- PROBLEM TO WORK ON -
Copy every one of the rows below word for word, in the same order.

── MATERIAL SHOWN

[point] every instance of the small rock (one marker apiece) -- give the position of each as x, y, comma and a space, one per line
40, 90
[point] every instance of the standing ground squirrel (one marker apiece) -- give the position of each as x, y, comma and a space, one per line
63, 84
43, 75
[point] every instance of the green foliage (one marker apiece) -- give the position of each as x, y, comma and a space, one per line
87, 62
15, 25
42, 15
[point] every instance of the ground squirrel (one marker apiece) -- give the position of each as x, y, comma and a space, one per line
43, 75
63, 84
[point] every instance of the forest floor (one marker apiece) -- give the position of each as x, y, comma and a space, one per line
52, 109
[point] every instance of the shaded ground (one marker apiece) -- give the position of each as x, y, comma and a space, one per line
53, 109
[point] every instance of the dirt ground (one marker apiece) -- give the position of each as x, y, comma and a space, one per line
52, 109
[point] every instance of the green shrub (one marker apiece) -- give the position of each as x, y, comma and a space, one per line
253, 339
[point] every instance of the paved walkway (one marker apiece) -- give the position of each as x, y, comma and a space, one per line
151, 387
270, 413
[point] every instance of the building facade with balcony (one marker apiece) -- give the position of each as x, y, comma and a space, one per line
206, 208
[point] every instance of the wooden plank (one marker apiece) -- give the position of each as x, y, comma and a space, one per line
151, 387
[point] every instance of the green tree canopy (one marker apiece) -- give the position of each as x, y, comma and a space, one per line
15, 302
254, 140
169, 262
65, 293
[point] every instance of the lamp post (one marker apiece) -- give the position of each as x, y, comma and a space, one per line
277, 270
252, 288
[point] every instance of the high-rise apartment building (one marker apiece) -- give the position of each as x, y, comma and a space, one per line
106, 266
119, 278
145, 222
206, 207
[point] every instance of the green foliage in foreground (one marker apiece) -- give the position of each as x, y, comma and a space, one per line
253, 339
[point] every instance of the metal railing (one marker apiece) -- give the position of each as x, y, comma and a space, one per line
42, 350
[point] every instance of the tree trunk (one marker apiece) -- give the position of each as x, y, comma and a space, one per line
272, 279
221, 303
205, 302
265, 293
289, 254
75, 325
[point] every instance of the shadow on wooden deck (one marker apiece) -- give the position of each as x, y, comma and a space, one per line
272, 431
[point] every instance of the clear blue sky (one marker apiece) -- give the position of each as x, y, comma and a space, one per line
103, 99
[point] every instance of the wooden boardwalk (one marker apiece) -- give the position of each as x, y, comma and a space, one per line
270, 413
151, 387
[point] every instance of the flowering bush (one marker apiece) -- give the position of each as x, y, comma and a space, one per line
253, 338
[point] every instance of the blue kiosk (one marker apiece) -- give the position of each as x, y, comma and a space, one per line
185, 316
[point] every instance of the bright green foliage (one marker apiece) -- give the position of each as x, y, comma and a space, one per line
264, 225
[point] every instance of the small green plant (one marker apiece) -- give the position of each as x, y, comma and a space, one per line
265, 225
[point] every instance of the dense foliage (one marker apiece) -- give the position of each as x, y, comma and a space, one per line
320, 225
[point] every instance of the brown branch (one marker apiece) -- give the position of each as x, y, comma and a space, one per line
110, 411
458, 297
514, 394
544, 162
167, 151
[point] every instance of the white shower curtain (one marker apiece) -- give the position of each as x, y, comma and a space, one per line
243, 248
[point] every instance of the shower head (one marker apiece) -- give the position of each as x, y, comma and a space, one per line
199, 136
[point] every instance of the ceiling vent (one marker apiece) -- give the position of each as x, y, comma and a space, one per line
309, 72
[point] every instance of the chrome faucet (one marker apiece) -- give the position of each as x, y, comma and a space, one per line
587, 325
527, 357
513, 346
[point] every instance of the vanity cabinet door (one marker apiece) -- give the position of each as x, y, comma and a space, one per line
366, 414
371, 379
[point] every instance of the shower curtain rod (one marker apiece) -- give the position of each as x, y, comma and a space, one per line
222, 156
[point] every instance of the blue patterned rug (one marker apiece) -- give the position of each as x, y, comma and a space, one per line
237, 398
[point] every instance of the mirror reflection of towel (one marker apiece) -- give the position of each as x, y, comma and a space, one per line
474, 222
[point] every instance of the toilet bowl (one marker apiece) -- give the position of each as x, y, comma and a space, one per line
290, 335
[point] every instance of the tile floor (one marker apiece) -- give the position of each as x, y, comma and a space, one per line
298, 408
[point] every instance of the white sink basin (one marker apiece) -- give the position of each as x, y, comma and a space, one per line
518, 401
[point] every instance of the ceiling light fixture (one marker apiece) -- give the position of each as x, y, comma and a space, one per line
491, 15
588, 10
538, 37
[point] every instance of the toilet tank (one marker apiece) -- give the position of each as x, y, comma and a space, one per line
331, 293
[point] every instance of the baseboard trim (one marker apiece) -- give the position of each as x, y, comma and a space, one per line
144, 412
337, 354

────

- EXPECTED OUTPUT -
[point] every instance of the small rock (one marker apiece) -- give the position of each as x, y, comma and a space, one per line
40, 90
[point] every instance of the standing ground squirrel (one marker apiece) -- give the position of each as x, y, comma and a space, one per line
63, 84
43, 75
[point] every instance of the green foliage (one marker apiece) -- give the position of each as x, y, comma and a space, one per line
87, 62
15, 25
42, 15
[point] every instance of the ground squirrel (one marker apiece) -- give the position of each as x, y, comma and a space, one per line
43, 75
63, 84
[point] every instance of the forest floor (one marker apiece) -- give the position of each as x, y, comma and a space, one per line
52, 109
[point] every instance of the shaded ground (one marker apiece) -- give the position of each as x, y, comma and a space, one per line
53, 109
[point] every instance of the dirt ground (one marker apiece) -- give the position of each as x, y, comma and a space, one per line
52, 109
[point] every instance of the green shrub (one marker apiece) -- give the position of each as x, y, comma and a space, one per line
253, 339
[point] every instance of the paved walkway (one marker apiece) -- give the position of each as x, y, comma and a space, one per line
151, 387
270, 413
[point] every instance of the building facade with balcony (one marker apiece) -- give the position of each as x, y, comma and a space, one per line
206, 208
[point] every instance of the wooden plank (one marker apiece) -- give the position of each as x, y, comma and a space, one per line
151, 387
[point] every instance of the green tree canopy (one marker apiece) -- give the position of each as x, y, comma and a space, one per line
15, 302
254, 140
169, 262
65, 293
[point] every instance of the lamp post (one marker apiece) -- give the position of each as x, y, comma and a space, one per line
277, 270
252, 288
[point] every instance of the high-rise apartment building (one marker apiece) -- give the position of each as x, y, comma and a space, one per line
106, 266
119, 278
145, 222
206, 207
[point] every instance of the green foliage in foreground (one marker apiece) -- give the position of each as x, y, comma and a space, one per line
253, 339
[point] every instance of the metal railing (one marker apiece) -- give the position of each as x, y, comma and a space, one per line
42, 350
[point] every instance of the tree trunk (one marker apiece) -- give the position of each as x, y, comma and a space, one per line
272, 279
221, 303
205, 302
265, 293
289, 254
75, 325
[point] every instance of the shadow on wooden deck (one marker apiece) -- give the position of each as x, y, comma and a space, one per line
272, 431
[point] every instance of the clear blue sky (one marker apiece) -- give the position of each as x, y, comma and a space, one per line
103, 99
[point] every instance of the wooden boardwalk (one marker apiece) -- give the position of each as x, y, comma and a space, one per line
270, 413
151, 387
[point] every instance of the flowering bush (one marker apiece) -- give the position of each as x, y, comma and a space, one per line
253, 338
[point] every instance of the blue kiosk (one marker apiece) -- give the position of each as x, y, comma and a space, one per line
185, 316
[point] every instance of the bright green foliage (one marker apiece) -- give the position of each as x, y, comma and a space, one per line
264, 225
[point] every instance of the small green plant (one marker apiece) -- give the position of each as x, y, comma and a space, one per line
265, 225
[point] every instance of the dense foliage (one marker apiece) -- give the position of each as x, y, comma and a space, one per line
320, 225
[point] every instance of the brown branch (one marker apiece) -- give the position of each as x, y, comma and a space, one per line
110, 411
458, 297
514, 394
544, 162
167, 151
[point] every instance of the white shower curtain (one marker apiece) -- give the position of each as x, y, comma and a space, one per line
243, 248
[point] every instance of the shower head (one marker apiece) -- give the position of each as x, y, comma and a space, one per line
199, 136
[point] every instance of the ceiling vent (one marker apiece) -- give the position of each as x, y, comma and a space, one per line
309, 72
[point] every instance of the chrome faucet (one marker apiece) -- give the position of each as x, y, comma and a space, one per line
587, 325
527, 357
513, 346
[point] every instance of the vanity cabinet door (one marker apiece) -- give the position of each as x, y, comma and a space, one per line
366, 414
371, 379
[point] every instance of the shower curtain rod (one marker apiece) -- give the position of each as x, y, comma and a space, one per line
222, 156
[point] every instance of the blue patterned rug (one marker apiece) -- give the position of each as x, y, comma and a space, one per line
237, 398
[point] every instance of the mirror reflection of towel (one marker apiece) -- give the position of each as x, y, comma and a space, one per line
474, 222
[point] every instance of the toilet bowl (one marker apiece) -- give the position of each as x, y, comma and a space, one per line
290, 335
[point] every instance of the tile floor (one marker apiece) -- give the position of each as x, y, comma and a space, one per line
298, 408
[point] every instance of the white sink basin (one marker apiece) -- give the position of each as x, y, comma and a space, one per line
518, 401
[point] every instance of the ceiling light fixture (one marker apiece) -- give the position of each as x, y, comma and a space, one per line
491, 15
588, 10
538, 37
[point] every instance of the toilet tank (one marker apiece) -- give the position of each as x, y, comma and a space, one per line
331, 293
[point] every instance of the baseboard trim (one marker apiece) -- give the position of each as x, y, comma and a space, one per line
144, 412
337, 354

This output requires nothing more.